- EXERCISE TASK -
Locate the line that contains "Target: green flower stem". Retype it and every line after it to the end of the records, exactly, but not the pictures.

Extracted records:
· · · · ·

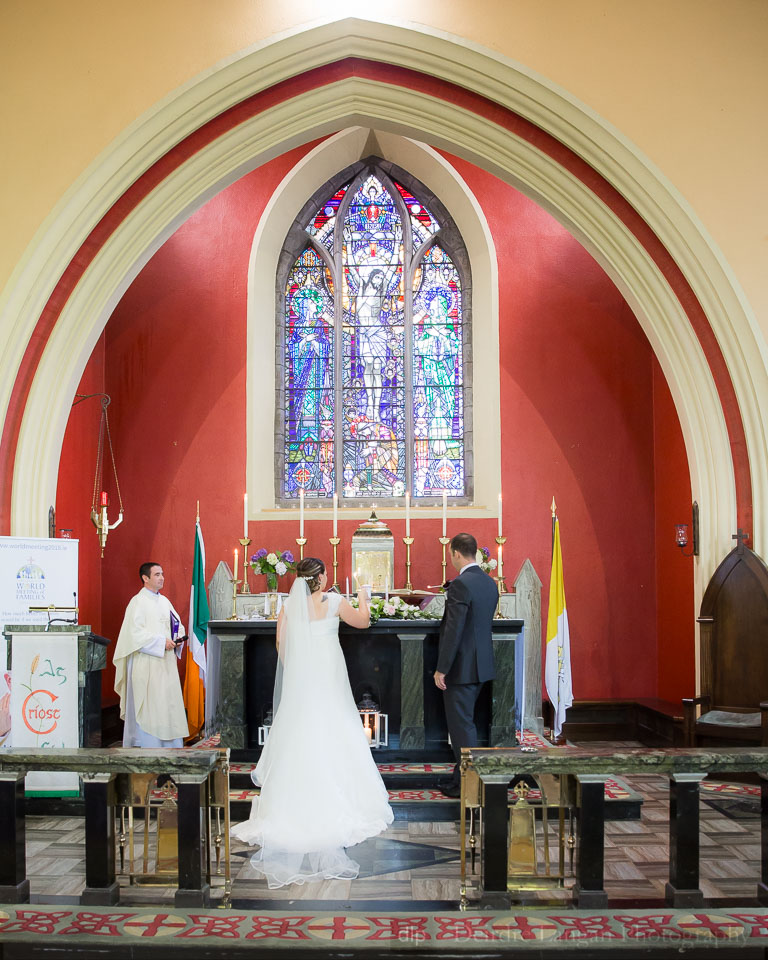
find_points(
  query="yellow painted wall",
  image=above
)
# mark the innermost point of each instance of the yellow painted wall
(685, 80)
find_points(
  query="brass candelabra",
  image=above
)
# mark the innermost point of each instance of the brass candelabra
(300, 542)
(234, 599)
(334, 542)
(245, 542)
(500, 575)
(408, 541)
(444, 541)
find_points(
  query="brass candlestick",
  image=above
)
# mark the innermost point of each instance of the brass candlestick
(445, 541)
(408, 585)
(500, 576)
(334, 542)
(234, 599)
(245, 543)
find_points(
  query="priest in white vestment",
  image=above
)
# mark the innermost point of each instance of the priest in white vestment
(146, 676)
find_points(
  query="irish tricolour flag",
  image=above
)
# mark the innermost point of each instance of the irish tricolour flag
(557, 675)
(199, 615)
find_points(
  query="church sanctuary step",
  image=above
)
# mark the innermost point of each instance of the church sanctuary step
(414, 802)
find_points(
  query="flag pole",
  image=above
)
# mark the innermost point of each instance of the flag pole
(553, 508)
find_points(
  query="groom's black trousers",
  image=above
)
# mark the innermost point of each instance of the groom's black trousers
(459, 700)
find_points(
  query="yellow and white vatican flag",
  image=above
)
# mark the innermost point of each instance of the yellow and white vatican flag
(557, 674)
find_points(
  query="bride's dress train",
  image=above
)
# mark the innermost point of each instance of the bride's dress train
(320, 788)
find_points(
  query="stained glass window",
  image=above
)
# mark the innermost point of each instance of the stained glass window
(373, 348)
(310, 402)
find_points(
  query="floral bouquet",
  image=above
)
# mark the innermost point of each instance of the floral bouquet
(273, 564)
(394, 609)
(484, 560)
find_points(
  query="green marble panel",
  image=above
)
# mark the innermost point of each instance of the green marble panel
(502, 732)
(93, 760)
(501, 763)
(412, 733)
(229, 716)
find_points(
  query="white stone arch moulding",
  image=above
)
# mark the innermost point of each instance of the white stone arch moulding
(357, 101)
(299, 184)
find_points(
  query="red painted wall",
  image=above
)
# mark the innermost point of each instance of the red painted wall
(74, 491)
(583, 411)
(674, 572)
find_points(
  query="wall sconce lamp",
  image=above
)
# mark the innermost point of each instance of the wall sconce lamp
(681, 533)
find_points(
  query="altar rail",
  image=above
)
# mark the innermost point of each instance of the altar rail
(189, 768)
(686, 769)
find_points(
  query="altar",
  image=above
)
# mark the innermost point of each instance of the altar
(392, 660)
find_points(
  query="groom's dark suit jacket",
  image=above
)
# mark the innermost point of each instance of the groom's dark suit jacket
(465, 653)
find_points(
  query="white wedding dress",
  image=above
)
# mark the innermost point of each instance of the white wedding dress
(320, 788)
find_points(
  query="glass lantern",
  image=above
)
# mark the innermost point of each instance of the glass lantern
(266, 726)
(375, 723)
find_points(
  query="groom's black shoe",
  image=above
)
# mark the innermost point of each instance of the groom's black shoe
(449, 788)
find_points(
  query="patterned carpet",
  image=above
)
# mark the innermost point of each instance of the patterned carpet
(102, 931)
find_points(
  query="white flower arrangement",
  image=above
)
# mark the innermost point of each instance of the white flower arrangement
(395, 608)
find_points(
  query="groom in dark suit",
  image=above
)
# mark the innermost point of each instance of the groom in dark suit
(465, 653)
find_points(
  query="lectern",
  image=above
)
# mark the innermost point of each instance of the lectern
(55, 693)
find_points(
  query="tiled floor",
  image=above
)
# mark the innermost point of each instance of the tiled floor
(419, 861)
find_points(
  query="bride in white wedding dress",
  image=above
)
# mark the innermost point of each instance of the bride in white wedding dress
(320, 788)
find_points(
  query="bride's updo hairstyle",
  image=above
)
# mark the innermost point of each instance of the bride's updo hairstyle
(310, 569)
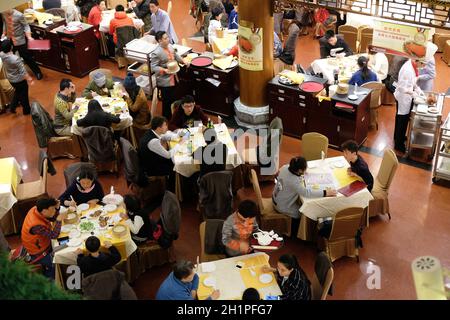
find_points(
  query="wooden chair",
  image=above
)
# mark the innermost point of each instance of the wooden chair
(342, 239)
(270, 219)
(313, 144)
(205, 257)
(375, 101)
(366, 39)
(382, 183)
(322, 278)
(350, 35)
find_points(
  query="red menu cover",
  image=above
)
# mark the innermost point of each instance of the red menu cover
(39, 44)
(352, 188)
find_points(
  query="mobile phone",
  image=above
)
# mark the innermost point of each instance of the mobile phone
(63, 240)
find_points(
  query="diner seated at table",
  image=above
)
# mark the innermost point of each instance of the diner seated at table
(142, 228)
(187, 114)
(154, 154)
(290, 186)
(238, 228)
(95, 16)
(214, 24)
(84, 189)
(213, 156)
(161, 22)
(378, 62)
(63, 107)
(42, 224)
(364, 74)
(120, 20)
(98, 86)
(97, 261)
(291, 278)
(182, 284)
(358, 166)
(250, 294)
(96, 116)
(333, 45)
(137, 101)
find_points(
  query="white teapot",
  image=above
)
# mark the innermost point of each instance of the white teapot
(264, 238)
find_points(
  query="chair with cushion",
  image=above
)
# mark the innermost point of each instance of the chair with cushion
(313, 144)
(382, 183)
(57, 146)
(216, 195)
(375, 101)
(269, 218)
(72, 171)
(211, 240)
(322, 278)
(102, 148)
(366, 37)
(254, 159)
(350, 35)
(342, 240)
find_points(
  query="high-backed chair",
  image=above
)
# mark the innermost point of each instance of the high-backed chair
(322, 278)
(210, 240)
(350, 35)
(366, 39)
(375, 101)
(382, 183)
(72, 171)
(342, 239)
(313, 144)
(270, 219)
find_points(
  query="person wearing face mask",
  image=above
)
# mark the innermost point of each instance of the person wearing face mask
(84, 189)
(291, 278)
(98, 86)
(42, 224)
(238, 228)
(290, 186)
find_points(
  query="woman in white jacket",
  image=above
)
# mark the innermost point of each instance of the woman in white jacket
(406, 90)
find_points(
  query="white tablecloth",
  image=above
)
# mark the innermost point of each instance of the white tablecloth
(185, 164)
(125, 118)
(7, 195)
(229, 280)
(315, 208)
(108, 15)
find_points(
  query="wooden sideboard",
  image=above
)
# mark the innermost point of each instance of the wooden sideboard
(302, 112)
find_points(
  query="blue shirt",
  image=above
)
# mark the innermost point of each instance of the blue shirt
(174, 289)
(233, 21)
(357, 78)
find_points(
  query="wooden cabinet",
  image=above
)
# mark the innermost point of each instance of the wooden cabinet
(302, 112)
(212, 98)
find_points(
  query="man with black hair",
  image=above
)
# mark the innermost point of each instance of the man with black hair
(42, 224)
(238, 228)
(182, 284)
(63, 107)
(331, 45)
(165, 79)
(187, 114)
(290, 185)
(17, 76)
(358, 167)
(161, 21)
(97, 261)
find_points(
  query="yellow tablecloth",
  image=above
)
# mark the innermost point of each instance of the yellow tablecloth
(10, 176)
(232, 281)
(227, 42)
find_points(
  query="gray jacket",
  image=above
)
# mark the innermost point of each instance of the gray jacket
(159, 62)
(287, 191)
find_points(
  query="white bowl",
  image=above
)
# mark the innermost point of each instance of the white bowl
(83, 206)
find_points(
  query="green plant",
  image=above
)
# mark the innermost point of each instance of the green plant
(18, 282)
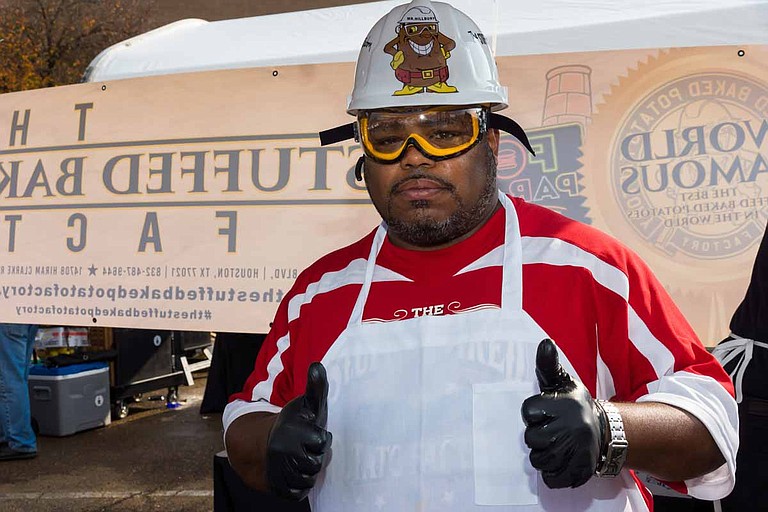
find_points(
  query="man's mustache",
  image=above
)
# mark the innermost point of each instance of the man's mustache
(420, 176)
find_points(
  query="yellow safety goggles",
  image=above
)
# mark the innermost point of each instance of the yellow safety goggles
(438, 134)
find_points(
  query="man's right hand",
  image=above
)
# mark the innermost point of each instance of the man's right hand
(298, 440)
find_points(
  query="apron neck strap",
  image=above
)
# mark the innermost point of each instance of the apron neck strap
(512, 270)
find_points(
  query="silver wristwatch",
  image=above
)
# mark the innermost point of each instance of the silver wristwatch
(614, 443)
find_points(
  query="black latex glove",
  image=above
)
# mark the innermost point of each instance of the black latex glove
(562, 424)
(298, 439)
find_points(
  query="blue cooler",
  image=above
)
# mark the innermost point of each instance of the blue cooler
(68, 399)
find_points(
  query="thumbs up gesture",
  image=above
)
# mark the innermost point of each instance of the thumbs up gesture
(563, 425)
(298, 440)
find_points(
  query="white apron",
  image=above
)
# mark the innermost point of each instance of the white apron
(425, 412)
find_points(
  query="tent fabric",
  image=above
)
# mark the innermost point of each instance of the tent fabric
(513, 28)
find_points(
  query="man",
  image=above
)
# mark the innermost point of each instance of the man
(744, 354)
(397, 368)
(17, 439)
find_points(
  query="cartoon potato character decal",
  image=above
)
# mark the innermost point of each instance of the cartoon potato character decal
(419, 53)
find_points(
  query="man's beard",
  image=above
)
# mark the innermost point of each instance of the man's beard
(428, 232)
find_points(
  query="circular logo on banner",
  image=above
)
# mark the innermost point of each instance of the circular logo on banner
(675, 166)
(684, 174)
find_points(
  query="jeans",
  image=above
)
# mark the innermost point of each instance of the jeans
(16, 345)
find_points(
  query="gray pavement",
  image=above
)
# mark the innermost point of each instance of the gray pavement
(155, 459)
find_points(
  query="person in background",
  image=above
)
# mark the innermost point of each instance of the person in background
(744, 355)
(414, 370)
(17, 439)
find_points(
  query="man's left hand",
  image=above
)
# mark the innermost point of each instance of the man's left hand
(562, 424)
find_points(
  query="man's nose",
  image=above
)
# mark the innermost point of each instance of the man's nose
(413, 159)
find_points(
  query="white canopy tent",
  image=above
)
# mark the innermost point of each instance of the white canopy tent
(514, 27)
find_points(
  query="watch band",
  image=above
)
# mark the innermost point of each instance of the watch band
(615, 445)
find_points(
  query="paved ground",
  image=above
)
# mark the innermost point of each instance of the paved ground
(155, 459)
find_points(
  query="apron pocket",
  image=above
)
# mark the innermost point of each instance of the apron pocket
(503, 473)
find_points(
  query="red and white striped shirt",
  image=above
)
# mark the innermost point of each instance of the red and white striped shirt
(599, 301)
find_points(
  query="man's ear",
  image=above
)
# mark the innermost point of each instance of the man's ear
(493, 140)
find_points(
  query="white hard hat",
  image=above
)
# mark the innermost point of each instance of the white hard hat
(425, 54)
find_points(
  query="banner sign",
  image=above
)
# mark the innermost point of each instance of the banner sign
(192, 202)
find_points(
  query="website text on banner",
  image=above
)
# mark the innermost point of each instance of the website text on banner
(193, 201)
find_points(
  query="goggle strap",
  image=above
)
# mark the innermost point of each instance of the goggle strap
(511, 127)
(359, 168)
(338, 134)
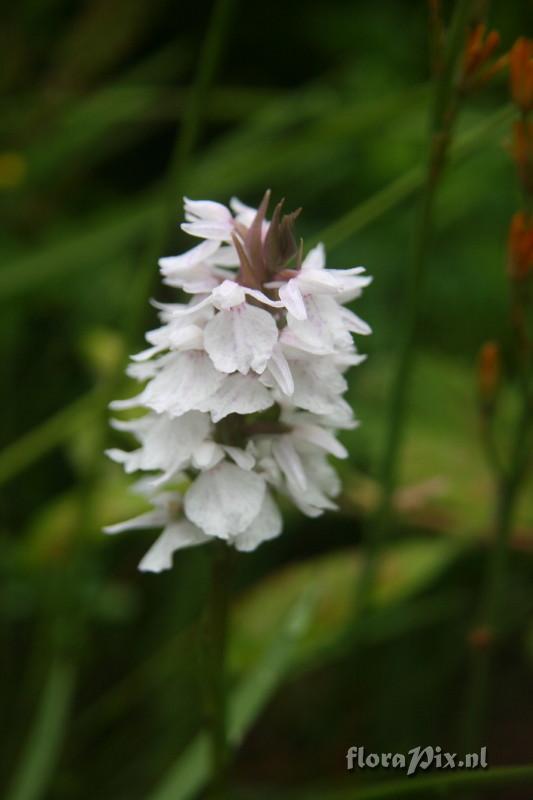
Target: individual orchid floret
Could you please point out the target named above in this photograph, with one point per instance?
(243, 383)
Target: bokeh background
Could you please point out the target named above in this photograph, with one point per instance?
(326, 103)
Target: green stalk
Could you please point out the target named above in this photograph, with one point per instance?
(213, 646)
(443, 116)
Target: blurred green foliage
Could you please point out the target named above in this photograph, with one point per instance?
(327, 104)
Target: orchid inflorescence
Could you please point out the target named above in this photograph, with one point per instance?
(244, 383)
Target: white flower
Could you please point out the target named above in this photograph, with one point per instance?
(244, 383)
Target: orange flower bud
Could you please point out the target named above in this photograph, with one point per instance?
(489, 372)
(520, 246)
(521, 73)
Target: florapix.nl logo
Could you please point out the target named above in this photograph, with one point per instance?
(418, 758)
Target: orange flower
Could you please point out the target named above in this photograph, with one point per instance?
(521, 73)
(520, 246)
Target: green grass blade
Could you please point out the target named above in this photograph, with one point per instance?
(42, 748)
(190, 773)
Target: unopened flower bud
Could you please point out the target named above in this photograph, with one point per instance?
(489, 374)
(521, 73)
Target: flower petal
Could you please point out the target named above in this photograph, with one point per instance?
(292, 299)
(185, 383)
(176, 536)
(267, 525)
(224, 501)
(238, 394)
(242, 338)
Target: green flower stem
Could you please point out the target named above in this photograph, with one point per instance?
(443, 116)
(213, 646)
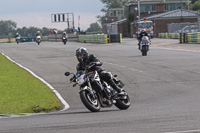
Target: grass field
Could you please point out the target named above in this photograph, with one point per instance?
(20, 92)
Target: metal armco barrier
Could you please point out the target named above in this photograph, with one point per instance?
(183, 37)
(115, 37)
(93, 38)
(58, 37)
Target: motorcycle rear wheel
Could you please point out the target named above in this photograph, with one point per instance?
(123, 102)
(90, 103)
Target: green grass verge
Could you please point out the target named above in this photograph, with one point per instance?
(20, 92)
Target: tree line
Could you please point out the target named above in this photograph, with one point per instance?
(9, 27)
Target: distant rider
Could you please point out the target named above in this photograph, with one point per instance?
(142, 33)
(17, 35)
(38, 34)
(64, 35)
(86, 60)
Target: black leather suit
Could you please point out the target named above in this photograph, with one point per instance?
(106, 76)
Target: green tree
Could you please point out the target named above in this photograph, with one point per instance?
(94, 27)
(195, 5)
(7, 26)
(112, 4)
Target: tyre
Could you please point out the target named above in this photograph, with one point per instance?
(123, 102)
(90, 103)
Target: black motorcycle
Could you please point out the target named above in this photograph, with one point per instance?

· · · · ·

- FULL OUTPUT -
Target: green flower stem
Could you please point out the target named above in this photograph, with one point per instance?
(443, 116)
(213, 646)
Target: grass field
Could you please point out the target named above in this photograph, with one point per instance?
(20, 92)
Target: metal armco barrier
Could you please point out the target named above in this photograph, with one point per instance?
(183, 37)
(115, 37)
(93, 38)
(58, 37)
Target: motorcycle rear wheel
Could you please point out the target named above in this photograph, with one point per instance?
(123, 102)
(90, 103)
Target: green grass verge
Could you please point out the target named above in this photograph, with one point per instance?
(20, 92)
Target: tree line
Could you please point out the target named above in this photograph, with one point per instance?
(9, 27)
Target: distant rider
Could you please point out the target named above in this photograph, with one point per instance?
(142, 33)
(17, 35)
(38, 34)
(64, 35)
(86, 60)
Target: black leather suit
Could you please point out the target named above in this photograph, with one point per instance?
(106, 76)
Target: green tree
Could you please point out the target named above in this photograph, with one point per instance?
(94, 27)
(195, 5)
(7, 26)
(112, 4)
Target: tyre
Could you please point out the target named above in this photograph, with one point per instance?
(123, 102)
(90, 103)
Target: black motorcycle
Could you please point out the target named above in this photograph, with one point per instance?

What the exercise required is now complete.